Avusturya'lı yazar Joseph Roth 1894 yılında Yahudi bir ailenin çocuğu olarak Habsburg İmparatorluğu'nda doğmuş ve 1939 yılında Paris'te sürgün yıllarında ölmüştür. Yahudi asıllı bir yazar olması onun hayatında önemli bir rol oynamıştır. Bu durum onun eserlerinde savaş ve sonrası yıllarının getirdiği yoksulluğu ve vatansızlığı işlemesinin yanı sıra yıkılan Avusturya-Macaristan İmparatorluğu ile birlikte kaybolan geçmişini irdelemesine yol açmıştır. Ortaya konulan çalışmada aynı zamanda sözü edilen değişimin iklimsel değişikliklerle ve anlık hava durumuyla çarpıcı bir şekilde verildiği görülmektedir. Roth'un Yahudi kimliği onun eserlerini ve dönemin insanını anlamamıza bir anahtar olmuştur. Bu yüzden bireyin duygu ve düşüncelerini insanın değişime karşı bitmek tükenmek bilmeyen direnci dönemin insanının kimlik sorunu ve var oluş sorgulamasını eserden örneklerle yansıtılmıştır.

Sağlanan kayıtlar =>
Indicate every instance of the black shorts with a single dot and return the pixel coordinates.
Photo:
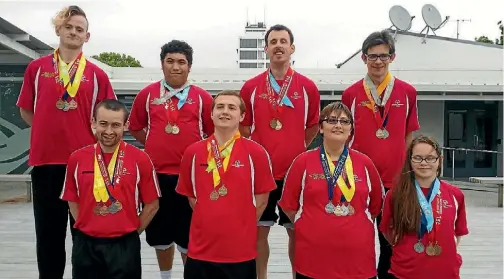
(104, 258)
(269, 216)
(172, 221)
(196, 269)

...

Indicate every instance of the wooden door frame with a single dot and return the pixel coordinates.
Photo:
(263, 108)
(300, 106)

...

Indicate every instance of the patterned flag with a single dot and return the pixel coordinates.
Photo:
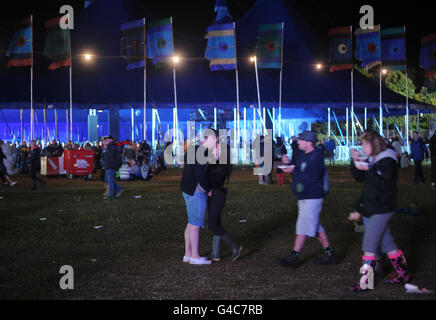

Verilen görev A => Joseph Roth hakkındaki metne göre Roth hangi yılda ve nerede ölmüştür?
Verilen görev B => Joseph Roth hakkındaki metni kaldığı yerden devam ettirin.

Yazılı yanıt A => Roth, 1939 yılında sürgün yıllarında Paris'te ölmüştür.

Yazılı yanıt B =>
Yüzünü bile görmediği sarhoş bir baba bütün ömrü yoksulluk içinde geçerken hüzünlü Slav türküleri söyleyen bir anne ve genç yaşta akıl hastanesine düşmüş güzel bir eş; Joseph Roth'un çilelerle dolu hayat hikayesidir bu ve bir bakıma Eyyub Roth'un çilelerle dolu yaşam hikayesini sembolleştirir.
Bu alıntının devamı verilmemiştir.